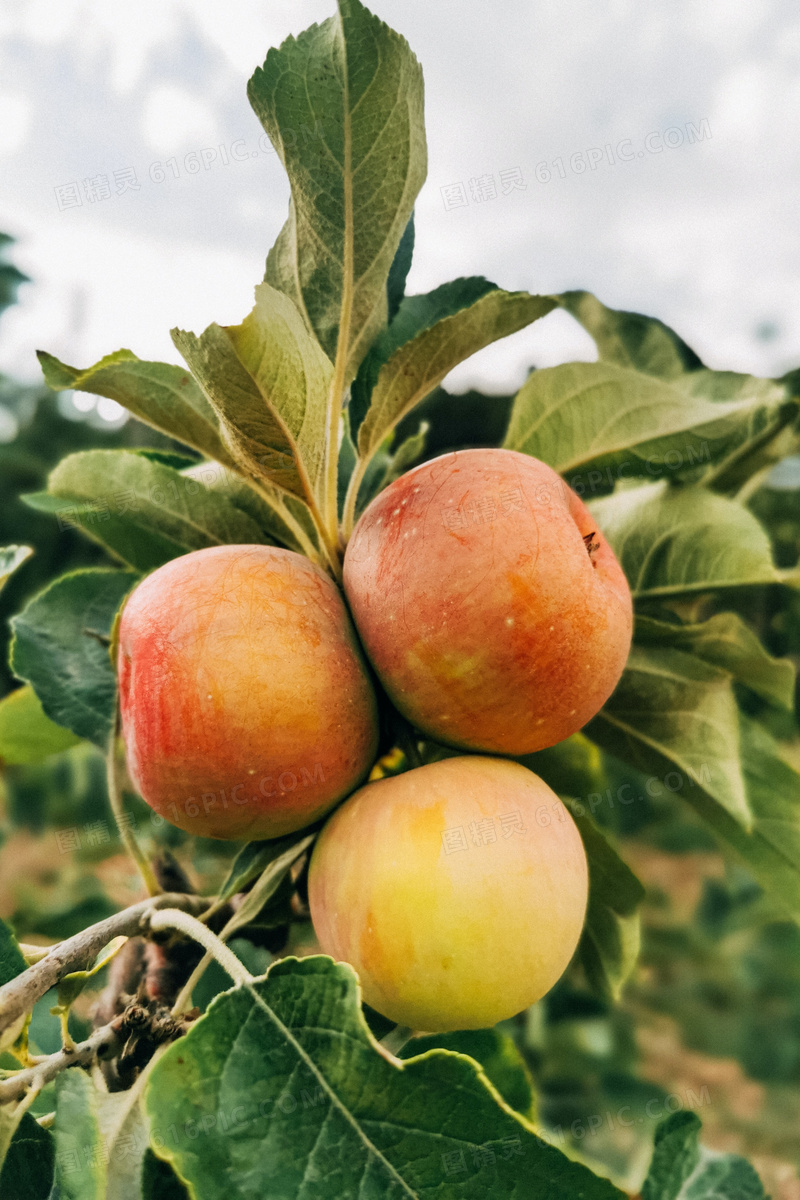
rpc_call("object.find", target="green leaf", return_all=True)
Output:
[173,283,332,504]
[0,1112,55,1200]
[633,612,795,712]
[685,714,800,919]
[11,569,138,749]
[182,462,317,553]
[555,292,703,379]
[642,1112,766,1200]
[0,546,34,592]
[585,646,752,828]
[217,833,309,907]
[0,688,80,764]
[247,0,427,385]
[48,450,272,570]
[36,350,233,466]
[567,802,644,1001]
[50,936,127,1016]
[355,421,428,508]
[589,484,788,599]
[0,918,28,988]
[20,492,186,574]
[386,212,414,324]
[350,278,554,458]
[348,275,498,437]
[142,1148,191,1200]
[223,833,317,938]
[53,1068,106,1200]
[336,408,357,520]
[398,1028,536,1121]
[505,362,786,484]
[146,958,621,1200]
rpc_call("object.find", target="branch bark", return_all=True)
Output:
[0,893,211,1040]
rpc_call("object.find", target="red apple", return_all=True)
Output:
[119,546,378,839]
[344,450,632,755]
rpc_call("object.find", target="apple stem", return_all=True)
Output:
[342,458,368,542]
[380,1025,414,1056]
[150,908,254,985]
[106,708,162,896]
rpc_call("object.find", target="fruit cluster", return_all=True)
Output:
[118,450,632,1031]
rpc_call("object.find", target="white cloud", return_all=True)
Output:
[0,94,31,157]
[142,84,219,155]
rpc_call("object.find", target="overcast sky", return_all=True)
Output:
[0,0,800,403]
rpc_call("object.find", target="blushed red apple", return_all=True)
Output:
[308,755,588,1032]
[344,449,632,755]
[119,545,378,839]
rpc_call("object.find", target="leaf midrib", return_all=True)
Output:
[239,983,421,1200]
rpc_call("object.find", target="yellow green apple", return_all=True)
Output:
[308,755,588,1032]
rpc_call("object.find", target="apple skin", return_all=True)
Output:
[344,449,632,756]
[118,545,378,839]
[308,755,588,1032]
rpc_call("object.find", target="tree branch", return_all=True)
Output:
[0,1016,124,1104]
[0,893,211,1040]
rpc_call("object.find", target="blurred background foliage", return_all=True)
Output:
[0,235,800,1200]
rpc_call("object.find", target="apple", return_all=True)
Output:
[308,755,588,1032]
[344,449,632,756]
[118,545,378,839]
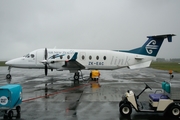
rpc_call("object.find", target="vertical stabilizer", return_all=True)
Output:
[138,34,175,57]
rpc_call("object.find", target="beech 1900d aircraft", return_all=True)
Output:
[6,34,175,82]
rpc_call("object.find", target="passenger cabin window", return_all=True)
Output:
[89,55,92,60]
[103,56,106,60]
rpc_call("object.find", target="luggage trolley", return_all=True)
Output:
[119,72,180,118]
[0,84,22,119]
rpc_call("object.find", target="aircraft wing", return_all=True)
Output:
[50,52,85,69]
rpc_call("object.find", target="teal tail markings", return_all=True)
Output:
[119,34,175,57]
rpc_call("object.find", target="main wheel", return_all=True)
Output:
[119,104,132,116]
[170,105,180,117]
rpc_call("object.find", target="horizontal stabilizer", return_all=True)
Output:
[135,56,144,60]
[147,34,176,42]
[128,61,151,69]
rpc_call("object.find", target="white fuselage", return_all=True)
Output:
[6,49,154,70]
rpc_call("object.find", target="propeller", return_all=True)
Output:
[44,48,48,76]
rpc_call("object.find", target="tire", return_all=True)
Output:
[3,115,8,120]
[74,75,79,80]
[119,104,132,116]
[8,110,13,120]
[6,74,11,79]
[170,105,180,117]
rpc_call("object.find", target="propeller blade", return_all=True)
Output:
[44,48,48,60]
[44,48,48,76]
[44,65,48,76]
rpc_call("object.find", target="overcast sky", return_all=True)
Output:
[0,0,180,60]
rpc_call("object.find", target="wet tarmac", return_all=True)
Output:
[0,67,180,120]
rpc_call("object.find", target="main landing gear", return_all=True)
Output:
[6,66,12,81]
[74,71,83,84]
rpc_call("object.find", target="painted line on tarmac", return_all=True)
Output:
[22,83,91,102]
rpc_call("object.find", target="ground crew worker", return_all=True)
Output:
[90,70,100,82]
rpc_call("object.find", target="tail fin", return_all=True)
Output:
[129,34,175,57]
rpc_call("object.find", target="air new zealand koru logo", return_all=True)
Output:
[146,40,159,54]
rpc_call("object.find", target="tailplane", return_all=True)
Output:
[126,34,175,57]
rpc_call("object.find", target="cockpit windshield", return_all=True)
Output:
[23,54,35,58]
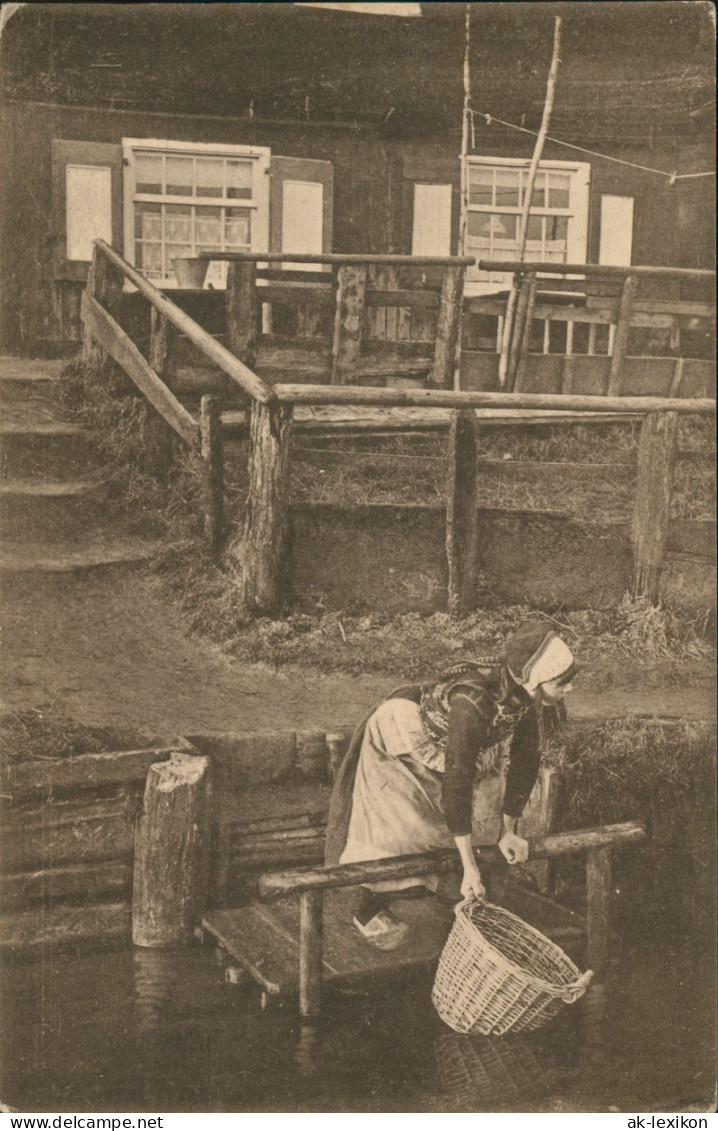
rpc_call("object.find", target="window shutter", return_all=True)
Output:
[52,139,122,283]
[269,155,334,262]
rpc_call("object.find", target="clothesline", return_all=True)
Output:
[468,110,716,184]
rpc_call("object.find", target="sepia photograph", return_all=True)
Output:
[0,0,718,1112]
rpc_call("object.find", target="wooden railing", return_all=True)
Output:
[259,821,646,1017]
[83,241,716,612]
[474,259,716,396]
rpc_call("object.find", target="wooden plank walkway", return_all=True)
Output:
[202,887,586,998]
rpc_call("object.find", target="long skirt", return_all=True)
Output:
[339,699,455,891]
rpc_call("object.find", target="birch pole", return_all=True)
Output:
[499,16,561,389]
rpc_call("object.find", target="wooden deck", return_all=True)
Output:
[202,886,586,998]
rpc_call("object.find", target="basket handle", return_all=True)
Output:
[561,970,594,1005]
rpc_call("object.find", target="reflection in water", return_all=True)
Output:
[434,1031,550,1111]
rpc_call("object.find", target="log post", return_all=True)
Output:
[199,396,224,559]
[606,275,638,397]
[230,402,293,612]
[511,271,535,392]
[631,413,678,604]
[300,891,323,1017]
[430,267,466,389]
[132,752,210,947]
[586,845,612,975]
[445,411,478,616]
[142,307,176,480]
[507,271,535,392]
[331,265,366,385]
[225,261,260,369]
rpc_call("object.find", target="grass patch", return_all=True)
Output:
[0,706,152,766]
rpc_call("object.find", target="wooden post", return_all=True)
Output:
[132,752,210,947]
[631,413,678,604]
[511,271,535,392]
[230,402,293,613]
[331,265,366,385]
[586,845,612,975]
[225,261,260,369]
[447,412,478,616]
[300,891,323,1017]
[507,271,535,392]
[199,396,224,558]
[606,275,638,397]
[142,307,176,480]
[430,267,466,389]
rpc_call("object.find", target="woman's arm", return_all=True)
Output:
[453,832,486,899]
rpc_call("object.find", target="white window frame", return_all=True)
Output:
[462,156,591,295]
[122,138,271,290]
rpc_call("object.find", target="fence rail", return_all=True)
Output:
[83,240,716,613]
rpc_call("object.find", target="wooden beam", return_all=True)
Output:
[275,385,716,415]
[331,266,366,385]
[445,412,478,616]
[606,275,638,397]
[259,821,646,896]
[199,396,224,559]
[132,753,210,947]
[477,259,716,281]
[227,403,293,612]
[225,262,259,369]
[85,299,198,448]
[586,845,611,975]
[431,267,466,389]
[95,240,274,404]
[300,891,323,1017]
[631,413,678,604]
[142,307,176,480]
[198,251,476,267]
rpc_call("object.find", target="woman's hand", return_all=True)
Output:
[499,831,528,864]
[461,865,486,899]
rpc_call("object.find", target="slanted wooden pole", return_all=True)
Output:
[331,265,366,385]
[445,412,478,616]
[199,396,224,558]
[132,752,210,947]
[606,275,638,397]
[586,845,612,974]
[631,413,678,604]
[142,307,176,480]
[300,891,323,1017]
[230,402,292,613]
[225,262,259,369]
[430,267,466,389]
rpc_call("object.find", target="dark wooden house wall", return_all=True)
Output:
[0,0,715,347]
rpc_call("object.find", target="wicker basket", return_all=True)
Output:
[431,900,592,1035]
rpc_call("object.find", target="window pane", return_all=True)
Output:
[469,166,494,205]
[165,157,193,197]
[227,161,253,200]
[197,157,224,197]
[194,207,222,251]
[135,200,162,240]
[224,208,250,248]
[548,173,571,208]
[135,153,162,192]
[496,169,519,208]
[164,205,192,243]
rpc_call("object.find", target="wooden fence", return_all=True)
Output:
[83,241,716,613]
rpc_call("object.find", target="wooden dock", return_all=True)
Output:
[202,884,586,999]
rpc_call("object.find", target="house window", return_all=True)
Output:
[123,139,269,286]
[465,157,590,294]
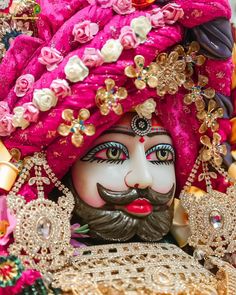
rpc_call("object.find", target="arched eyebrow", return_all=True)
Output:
[102,127,170,137]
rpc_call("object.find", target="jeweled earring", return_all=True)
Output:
[180,153,236,260]
[7,153,74,274]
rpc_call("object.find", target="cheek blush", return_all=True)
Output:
[139,136,145,143]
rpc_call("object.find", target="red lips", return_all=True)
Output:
[124,199,153,216]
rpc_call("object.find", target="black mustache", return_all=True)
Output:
[97,183,175,206]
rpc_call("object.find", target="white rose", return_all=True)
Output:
[65,55,89,83]
[130,16,152,43]
[135,98,156,119]
[12,107,30,129]
[101,39,123,62]
[33,88,57,112]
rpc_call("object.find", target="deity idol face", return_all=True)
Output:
[72,113,176,241]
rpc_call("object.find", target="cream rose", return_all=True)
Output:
[101,39,123,62]
[130,16,152,43]
[135,98,156,119]
[50,79,71,98]
[12,107,30,129]
[65,55,89,83]
[33,88,57,112]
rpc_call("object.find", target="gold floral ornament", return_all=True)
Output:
[175,41,206,77]
[125,51,186,96]
[58,109,95,147]
[95,79,128,116]
[184,75,215,111]
[200,133,227,166]
[197,99,224,133]
[125,55,157,90]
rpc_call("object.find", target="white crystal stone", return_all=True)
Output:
[209,210,223,229]
[37,217,52,240]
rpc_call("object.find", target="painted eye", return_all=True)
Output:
[146,143,175,164]
[81,141,129,164]
[106,148,122,160]
[156,150,173,161]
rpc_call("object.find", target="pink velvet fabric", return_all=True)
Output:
[0,0,232,199]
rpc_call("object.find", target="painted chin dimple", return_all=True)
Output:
[123,198,153,217]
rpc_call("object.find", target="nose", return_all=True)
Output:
[125,145,152,189]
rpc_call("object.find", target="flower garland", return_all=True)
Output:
[0,0,183,136]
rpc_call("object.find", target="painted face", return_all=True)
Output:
[72,113,175,241]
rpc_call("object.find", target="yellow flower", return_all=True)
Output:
[58,109,95,147]
[125,55,156,89]
[184,75,215,111]
[200,133,227,166]
[95,79,128,116]
[125,51,186,96]
[197,99,224,133]
[175,41,206,77]
[156,51,186,96]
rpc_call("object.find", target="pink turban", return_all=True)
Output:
[0,0,232,200]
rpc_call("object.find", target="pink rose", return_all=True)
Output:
[112,0,135,14]
[119,26,139,49]
[38,47,63,72]
[82,48,104,68]
[97,0,115,8]
[72,20,99,43]
[14,74,34,97]
[0,195,16,246]
[50,79,71,98]
[162,3,184,25]
[0,113,15,136]
[147,8,165,28]
[0,101,10,115]
[87,0,97,5]
[22,102,39,122]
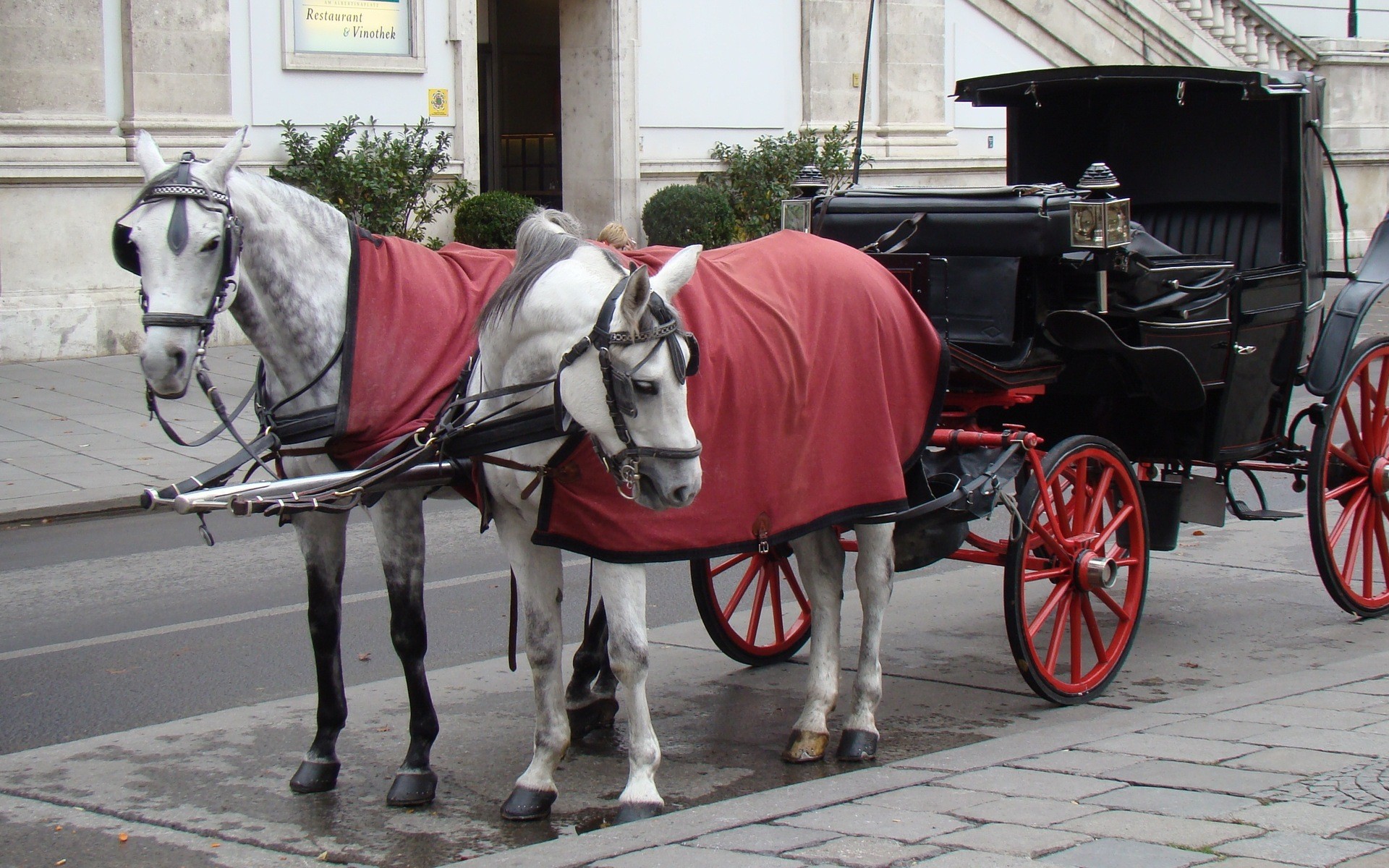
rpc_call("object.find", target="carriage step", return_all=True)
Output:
▬▬▬
**GIVEN REQUEST**: Give the records again from their start through the line holding "[138,34,175,57]", inclusive, swapping "overcast sky" for "cloudy sky" and changing nothing else. Leave the pictures out.

**WRITTEN ANSWER**:
rpc_call("object.find", target="green leaf", return_all=True)
Output:
[173,283,332,504]
[0,1112,55,1200]
[633,612,795,712]
[685,714,800,919]
[11,569,138,749]
[182,462,317,553]
[555,292,703,379]
[642,1112,766,1200]
[0,546,34,592]
[585,646,752,828]
[217,833,309,907]
[0,688,80,764]
[247,0,427,385]
[48,450,272,570]
[36,350,233,466]
[567,802,644,1001]
[50,936,127,1016]
[355,421,428,508]
[589,484,788,599]
[0,918,28,988]
[20,492,186,574]
[386,212,414,324]
[350,278,554,458]
[348,275,498,437]
[142,1148,191,1200]
[223,833,317,938]
[53,1068,106,1200]
[336,408,357,520]
[398,1028,536,1121]
[505,362,786,484]
[146,958,621,1200]
rpc_call("object.find", target="branch bark", return_all=True)
Output:
[0,893,211,1040]
rpc_call("object.find", target="red apple", return_all=True)
Output:
[119,546,378,839]
[344,450,632,755]
rpc_call("object.find", target="apple stem", return_all=True)
Output:
[342,458,368,542]
[380,1025,414,1056]
[150,908,254,985]
[106,708,162,896]
rpc_call("object.find", target="fruit cluster", return_all=True)
Output:
[118,450,632,1031]
rpc_call("object.find", target="white cloud", return_all=True)
Output:
[0,94,31,157]
[142,84,219,155]
rpc_call("object.find", target="cloudy sky", return_all=True)
Output:
[0,0,800,403]
rpc_call("object.find", target="blushed red apple", return_all=True)
Output:
[308,755,588,1032]
[344,449,632,755]
[119,545,378,839]
rpc_call("object.find", target="leaf midrib", return_all=True)
Output:
[239,983,421,1200]
rpc_call("object.find", target="yellow green apple", return_all=True)
Output:
[308,755,588,1032]
rpc_call("object.find", target="apple skin", return_all=True)
Output:
[344,449,632,756]
[118,545,378,839]
[308,755,588,1032]
rpc_call("object.find", target="tree branch", return_all=True)
Output:
[0,1016,124,1104]
[0,893,211,1040]
rpc_call("object.find", target="blurred background foliage", return_all=True)
Output:
[0,235,800,1200]
rpc_call("object.find", target="apple", return_all=True)
Output:
[308,755,588,1032]
[344,449,632,756]
[118,545,378,839]
rpc_call("object.find", target="vertical stabilizer", return_all=True)
Output:
[138,34,175,57]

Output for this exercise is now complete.